_DATA FOR ANALYSIS_
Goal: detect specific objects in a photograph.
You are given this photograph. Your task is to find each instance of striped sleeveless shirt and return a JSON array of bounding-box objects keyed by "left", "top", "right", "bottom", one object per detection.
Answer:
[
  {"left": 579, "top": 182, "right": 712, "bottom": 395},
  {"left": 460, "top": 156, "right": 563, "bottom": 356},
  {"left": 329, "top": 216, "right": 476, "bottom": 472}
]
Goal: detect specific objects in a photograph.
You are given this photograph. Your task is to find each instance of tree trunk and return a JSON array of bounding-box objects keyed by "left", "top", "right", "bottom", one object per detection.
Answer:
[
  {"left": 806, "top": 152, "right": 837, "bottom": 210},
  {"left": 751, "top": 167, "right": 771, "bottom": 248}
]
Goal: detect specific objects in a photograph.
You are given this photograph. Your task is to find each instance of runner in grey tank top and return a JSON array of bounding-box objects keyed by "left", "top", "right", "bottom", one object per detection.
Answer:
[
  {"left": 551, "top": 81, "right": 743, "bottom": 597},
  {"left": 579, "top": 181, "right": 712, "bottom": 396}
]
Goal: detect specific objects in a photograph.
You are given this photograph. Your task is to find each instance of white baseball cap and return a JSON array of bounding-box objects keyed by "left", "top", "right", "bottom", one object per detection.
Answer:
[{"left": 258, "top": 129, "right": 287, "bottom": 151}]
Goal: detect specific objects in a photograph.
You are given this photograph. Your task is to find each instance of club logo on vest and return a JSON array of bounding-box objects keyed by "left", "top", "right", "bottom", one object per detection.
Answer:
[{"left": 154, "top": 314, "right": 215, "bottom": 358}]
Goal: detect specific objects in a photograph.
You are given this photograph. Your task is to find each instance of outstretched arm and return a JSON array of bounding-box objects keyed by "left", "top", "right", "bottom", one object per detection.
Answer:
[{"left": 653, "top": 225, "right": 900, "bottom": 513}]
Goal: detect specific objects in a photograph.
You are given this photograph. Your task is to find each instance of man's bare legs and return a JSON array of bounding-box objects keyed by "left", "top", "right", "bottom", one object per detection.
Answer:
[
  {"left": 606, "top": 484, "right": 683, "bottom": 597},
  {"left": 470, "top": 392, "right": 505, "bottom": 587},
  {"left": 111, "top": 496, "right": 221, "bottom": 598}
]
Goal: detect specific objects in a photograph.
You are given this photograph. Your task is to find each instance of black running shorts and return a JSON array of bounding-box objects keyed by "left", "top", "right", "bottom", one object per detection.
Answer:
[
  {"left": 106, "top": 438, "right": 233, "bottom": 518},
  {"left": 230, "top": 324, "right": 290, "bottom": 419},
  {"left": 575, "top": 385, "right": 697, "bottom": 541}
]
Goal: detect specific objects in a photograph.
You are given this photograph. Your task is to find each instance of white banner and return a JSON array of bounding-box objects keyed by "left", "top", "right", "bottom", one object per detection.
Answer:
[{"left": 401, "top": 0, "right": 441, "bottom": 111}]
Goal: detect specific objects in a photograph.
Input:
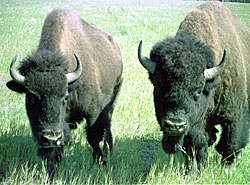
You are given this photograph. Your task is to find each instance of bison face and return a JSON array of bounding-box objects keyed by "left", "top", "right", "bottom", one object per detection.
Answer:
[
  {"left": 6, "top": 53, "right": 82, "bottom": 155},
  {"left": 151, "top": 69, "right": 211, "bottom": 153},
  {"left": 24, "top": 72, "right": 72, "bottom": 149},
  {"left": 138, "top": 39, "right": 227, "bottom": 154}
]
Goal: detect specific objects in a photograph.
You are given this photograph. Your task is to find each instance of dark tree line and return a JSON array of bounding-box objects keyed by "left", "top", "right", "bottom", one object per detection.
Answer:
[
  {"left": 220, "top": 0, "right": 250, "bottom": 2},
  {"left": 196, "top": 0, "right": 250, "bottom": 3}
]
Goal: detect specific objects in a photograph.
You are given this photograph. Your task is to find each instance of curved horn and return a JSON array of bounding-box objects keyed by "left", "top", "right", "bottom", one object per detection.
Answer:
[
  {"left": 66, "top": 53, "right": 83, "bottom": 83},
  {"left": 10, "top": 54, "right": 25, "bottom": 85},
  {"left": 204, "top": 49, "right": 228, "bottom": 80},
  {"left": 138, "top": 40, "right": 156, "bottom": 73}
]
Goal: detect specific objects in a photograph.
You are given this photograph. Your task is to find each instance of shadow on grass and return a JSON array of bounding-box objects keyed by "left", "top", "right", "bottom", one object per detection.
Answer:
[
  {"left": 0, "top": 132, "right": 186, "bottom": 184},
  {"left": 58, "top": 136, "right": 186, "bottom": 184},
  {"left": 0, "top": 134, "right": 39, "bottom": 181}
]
* * *
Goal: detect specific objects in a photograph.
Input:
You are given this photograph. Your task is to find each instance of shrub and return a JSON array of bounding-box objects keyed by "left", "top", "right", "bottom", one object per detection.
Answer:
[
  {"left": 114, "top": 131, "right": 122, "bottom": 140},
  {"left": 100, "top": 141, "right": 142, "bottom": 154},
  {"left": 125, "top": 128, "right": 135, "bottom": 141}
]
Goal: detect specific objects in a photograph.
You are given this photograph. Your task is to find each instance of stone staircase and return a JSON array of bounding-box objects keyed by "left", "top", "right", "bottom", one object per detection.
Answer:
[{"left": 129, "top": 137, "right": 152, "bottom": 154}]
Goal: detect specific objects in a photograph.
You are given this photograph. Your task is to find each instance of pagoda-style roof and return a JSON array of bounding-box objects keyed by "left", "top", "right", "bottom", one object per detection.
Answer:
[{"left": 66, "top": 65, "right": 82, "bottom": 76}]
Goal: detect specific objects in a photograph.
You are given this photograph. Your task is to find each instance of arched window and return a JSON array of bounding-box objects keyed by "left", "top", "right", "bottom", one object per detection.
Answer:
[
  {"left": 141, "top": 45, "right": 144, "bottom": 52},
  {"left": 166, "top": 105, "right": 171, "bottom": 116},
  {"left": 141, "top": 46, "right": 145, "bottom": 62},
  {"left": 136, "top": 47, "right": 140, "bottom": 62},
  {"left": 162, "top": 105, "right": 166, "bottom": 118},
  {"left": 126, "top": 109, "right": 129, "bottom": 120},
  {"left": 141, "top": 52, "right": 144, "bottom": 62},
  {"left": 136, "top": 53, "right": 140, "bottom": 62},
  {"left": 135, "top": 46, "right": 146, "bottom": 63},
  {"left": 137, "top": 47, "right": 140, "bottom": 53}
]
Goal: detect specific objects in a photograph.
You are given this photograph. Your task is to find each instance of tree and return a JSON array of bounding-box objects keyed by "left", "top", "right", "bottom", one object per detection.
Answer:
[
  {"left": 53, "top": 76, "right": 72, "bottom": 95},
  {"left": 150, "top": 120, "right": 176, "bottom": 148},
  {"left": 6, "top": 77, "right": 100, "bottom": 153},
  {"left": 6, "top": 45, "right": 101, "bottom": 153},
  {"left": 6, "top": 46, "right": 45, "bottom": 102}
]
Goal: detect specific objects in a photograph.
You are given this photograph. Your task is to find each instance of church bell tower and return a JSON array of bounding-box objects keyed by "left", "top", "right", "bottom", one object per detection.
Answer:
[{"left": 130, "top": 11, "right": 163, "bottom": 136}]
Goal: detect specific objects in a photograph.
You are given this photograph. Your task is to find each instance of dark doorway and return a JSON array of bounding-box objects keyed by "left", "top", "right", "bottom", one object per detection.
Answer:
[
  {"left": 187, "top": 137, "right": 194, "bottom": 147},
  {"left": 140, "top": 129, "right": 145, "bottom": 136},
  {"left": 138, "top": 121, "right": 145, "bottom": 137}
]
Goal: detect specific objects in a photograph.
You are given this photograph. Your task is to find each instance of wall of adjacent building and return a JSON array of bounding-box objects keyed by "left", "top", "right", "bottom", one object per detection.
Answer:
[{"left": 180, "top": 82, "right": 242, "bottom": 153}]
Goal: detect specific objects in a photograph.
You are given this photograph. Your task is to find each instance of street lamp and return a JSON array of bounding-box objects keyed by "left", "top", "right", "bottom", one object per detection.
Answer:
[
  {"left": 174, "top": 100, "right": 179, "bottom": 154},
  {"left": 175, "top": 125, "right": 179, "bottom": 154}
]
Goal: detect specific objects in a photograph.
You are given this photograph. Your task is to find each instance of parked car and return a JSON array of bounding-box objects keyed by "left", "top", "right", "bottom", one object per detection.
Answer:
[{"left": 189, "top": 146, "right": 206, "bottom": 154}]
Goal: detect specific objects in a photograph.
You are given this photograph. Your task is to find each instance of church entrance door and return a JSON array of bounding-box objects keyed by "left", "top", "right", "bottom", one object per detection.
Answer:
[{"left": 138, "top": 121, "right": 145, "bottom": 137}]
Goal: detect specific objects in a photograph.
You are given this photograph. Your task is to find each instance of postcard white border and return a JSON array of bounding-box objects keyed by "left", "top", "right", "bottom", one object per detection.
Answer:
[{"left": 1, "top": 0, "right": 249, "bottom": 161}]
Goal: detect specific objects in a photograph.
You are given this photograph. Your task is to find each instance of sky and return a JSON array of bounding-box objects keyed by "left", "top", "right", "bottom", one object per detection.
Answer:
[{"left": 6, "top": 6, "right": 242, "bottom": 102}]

_REQUIRED ACTION_
Lines holding "church": copy each one from the records above.

_SOLUTION TO THE PROBLEM_
You are given this photograph. Your task is to find each instance of church bell tower and return a JSON array of bounding-box objects keyed by "left", "top", "right", "bottom", one object per detection.
You are given this photograph. Your task is to find each instance of church entrance door and return a JSON array of bounding-box objects keyed by "left", "top", "right", "bottom", one object per detection.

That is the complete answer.